TEXT UNDER STUDY:
━━━━
Foreigners Flee Gaza Inferno

As Israel continued air strikes in the Gaza Strip on Friday, January 2, hundreds of foreigners left the impoverished strip to escape the week-long Israeli blitz.

"The situation is very bad. We are afraid for our children," Ilona Hamdiya, a woman from Moldova married to a Palestinian, told Reuters.

"We are very grateful to our embassy," she said in lightly accented Arabic.

Between 350 and 450 foreigners boarded buses in the pre-dawn murk into Israel.

They left behind 1.6 million Palestinians unable to escape the week-long Israeli attacks, which killed 428 people and wounded more than 2,200.

"I want to come back when the situation allows it," Alla Semaks, a 34-year-old Ukrainian woman married to a Palestinian, told The New York Times.

"I have nothing in Ukraine," said, Semaks, a mother of four. "My children are very afraid for their father. We fear there will be an Israeli ground offensive."

Three children of the same family were killed Friday in an Israeli air strike in the southern town of Khan Younis.

Medics said the three children, aged seven to 10, were killed when an Israeli missile hit nearby while they were playing on the street.
━━━━
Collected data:
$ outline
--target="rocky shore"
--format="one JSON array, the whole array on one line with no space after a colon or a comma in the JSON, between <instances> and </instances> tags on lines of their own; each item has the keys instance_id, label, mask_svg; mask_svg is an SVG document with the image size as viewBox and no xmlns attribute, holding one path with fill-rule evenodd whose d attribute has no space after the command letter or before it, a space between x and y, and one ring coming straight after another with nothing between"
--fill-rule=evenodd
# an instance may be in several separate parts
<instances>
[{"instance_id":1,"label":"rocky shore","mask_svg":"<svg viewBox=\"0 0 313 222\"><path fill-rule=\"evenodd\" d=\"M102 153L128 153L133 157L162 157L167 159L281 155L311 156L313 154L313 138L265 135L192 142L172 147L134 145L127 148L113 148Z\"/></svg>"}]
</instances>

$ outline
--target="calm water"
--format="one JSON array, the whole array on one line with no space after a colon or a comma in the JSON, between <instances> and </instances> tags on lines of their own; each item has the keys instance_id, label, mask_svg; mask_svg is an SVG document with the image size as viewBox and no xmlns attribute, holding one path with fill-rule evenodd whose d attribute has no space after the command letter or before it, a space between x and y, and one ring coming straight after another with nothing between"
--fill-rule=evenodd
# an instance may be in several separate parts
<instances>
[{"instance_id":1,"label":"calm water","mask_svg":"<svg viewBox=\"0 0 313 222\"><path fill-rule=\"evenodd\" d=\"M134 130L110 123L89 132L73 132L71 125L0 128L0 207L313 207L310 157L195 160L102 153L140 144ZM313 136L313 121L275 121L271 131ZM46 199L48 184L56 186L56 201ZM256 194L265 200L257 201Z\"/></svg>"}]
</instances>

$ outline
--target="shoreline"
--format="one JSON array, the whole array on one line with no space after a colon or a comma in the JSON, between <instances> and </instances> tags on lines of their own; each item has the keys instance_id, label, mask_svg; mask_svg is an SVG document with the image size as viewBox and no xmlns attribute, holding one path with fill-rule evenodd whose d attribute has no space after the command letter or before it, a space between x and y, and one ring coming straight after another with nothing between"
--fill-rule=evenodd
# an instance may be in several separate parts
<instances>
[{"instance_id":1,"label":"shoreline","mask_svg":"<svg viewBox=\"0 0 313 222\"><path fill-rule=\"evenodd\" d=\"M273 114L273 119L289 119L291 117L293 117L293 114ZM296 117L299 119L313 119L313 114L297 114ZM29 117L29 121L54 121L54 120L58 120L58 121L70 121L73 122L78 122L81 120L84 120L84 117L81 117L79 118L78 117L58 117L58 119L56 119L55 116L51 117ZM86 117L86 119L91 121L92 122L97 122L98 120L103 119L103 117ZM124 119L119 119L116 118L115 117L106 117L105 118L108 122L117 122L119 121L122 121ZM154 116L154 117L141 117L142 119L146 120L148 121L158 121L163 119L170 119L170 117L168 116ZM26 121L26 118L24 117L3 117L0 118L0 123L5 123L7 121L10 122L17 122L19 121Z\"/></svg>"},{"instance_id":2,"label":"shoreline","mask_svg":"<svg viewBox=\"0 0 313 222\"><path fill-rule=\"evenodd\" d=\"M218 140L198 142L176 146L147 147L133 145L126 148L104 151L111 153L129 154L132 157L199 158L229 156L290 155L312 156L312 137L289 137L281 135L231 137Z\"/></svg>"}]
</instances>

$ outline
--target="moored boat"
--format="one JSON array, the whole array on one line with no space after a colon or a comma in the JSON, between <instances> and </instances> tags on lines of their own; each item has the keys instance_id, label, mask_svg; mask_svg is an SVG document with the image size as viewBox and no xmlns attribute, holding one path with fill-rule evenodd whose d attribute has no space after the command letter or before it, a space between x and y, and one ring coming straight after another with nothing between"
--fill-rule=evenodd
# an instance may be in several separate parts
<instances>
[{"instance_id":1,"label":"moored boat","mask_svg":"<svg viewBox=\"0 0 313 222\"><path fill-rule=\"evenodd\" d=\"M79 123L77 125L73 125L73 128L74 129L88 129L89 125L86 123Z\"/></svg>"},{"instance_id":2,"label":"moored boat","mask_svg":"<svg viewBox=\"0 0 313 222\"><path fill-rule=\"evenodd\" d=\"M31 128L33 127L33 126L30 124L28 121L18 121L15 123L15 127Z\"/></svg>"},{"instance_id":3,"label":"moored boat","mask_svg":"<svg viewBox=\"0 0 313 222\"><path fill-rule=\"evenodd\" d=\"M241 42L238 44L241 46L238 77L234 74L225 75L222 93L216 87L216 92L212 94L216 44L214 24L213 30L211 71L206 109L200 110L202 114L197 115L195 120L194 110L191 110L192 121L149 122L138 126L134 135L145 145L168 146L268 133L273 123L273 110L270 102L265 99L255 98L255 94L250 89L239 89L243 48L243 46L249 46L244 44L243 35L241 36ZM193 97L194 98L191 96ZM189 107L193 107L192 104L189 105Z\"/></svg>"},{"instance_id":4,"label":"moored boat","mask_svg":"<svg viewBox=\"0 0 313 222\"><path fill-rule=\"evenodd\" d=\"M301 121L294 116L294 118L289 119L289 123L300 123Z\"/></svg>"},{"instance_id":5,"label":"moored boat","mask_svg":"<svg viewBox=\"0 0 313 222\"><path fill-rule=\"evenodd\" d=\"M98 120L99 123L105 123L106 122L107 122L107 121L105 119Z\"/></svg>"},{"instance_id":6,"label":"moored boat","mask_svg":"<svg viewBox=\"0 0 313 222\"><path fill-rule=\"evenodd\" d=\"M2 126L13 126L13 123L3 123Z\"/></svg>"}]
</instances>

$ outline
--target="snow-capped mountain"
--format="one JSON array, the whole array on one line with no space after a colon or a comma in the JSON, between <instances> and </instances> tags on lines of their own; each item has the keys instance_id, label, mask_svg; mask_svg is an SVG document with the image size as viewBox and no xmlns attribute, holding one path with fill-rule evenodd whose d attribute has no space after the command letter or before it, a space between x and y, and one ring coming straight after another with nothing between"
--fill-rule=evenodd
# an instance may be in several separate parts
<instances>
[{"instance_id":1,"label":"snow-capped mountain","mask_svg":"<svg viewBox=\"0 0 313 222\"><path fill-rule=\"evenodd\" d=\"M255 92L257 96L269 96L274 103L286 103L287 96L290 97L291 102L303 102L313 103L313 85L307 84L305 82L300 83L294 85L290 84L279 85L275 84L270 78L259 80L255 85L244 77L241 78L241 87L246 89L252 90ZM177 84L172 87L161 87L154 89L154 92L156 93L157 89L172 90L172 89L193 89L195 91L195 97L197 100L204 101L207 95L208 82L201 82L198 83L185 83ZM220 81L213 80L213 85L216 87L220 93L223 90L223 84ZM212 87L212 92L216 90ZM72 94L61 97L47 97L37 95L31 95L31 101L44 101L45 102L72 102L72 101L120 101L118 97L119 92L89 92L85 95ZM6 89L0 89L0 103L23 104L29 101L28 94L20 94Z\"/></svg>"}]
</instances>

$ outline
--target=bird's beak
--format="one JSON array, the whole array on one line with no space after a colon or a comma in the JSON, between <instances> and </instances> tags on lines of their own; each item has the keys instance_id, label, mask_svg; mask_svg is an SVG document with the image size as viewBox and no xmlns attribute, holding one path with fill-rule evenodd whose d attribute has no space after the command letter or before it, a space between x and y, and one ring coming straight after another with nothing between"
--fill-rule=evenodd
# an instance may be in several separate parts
━━━━
WHAT TO PRODUCE: Switch "children" to "kids" and give the article about foreigners leaving Gaza again, everything from "They left behind" down to "on the street.". The collected data has no connection to the article about foreigners leaving Gaza.

THE ANSWER:
They left behind 1.6 million Palestinians unable to escape the week-long Israeli attacks, which killed 428 people and wounded more than 2,200.

"I want to come back when the situation allows it," Alla Semaks, a 34-year-old Ukrainian woman married to a Palestinian, told The New York Times.

"I have nothing in Ukraine," said, Semaks, a mother of four. "My kids are very afraid for their father. We fear there will be an Israeli ground offensive."

Three kids of the same family were killed Friday in an Israeli air strike in the southern town of Khan Younis.

Medics said the three kids, aged seven to 10, were killed when an Israeli missile hit nearby while they were playing on the street.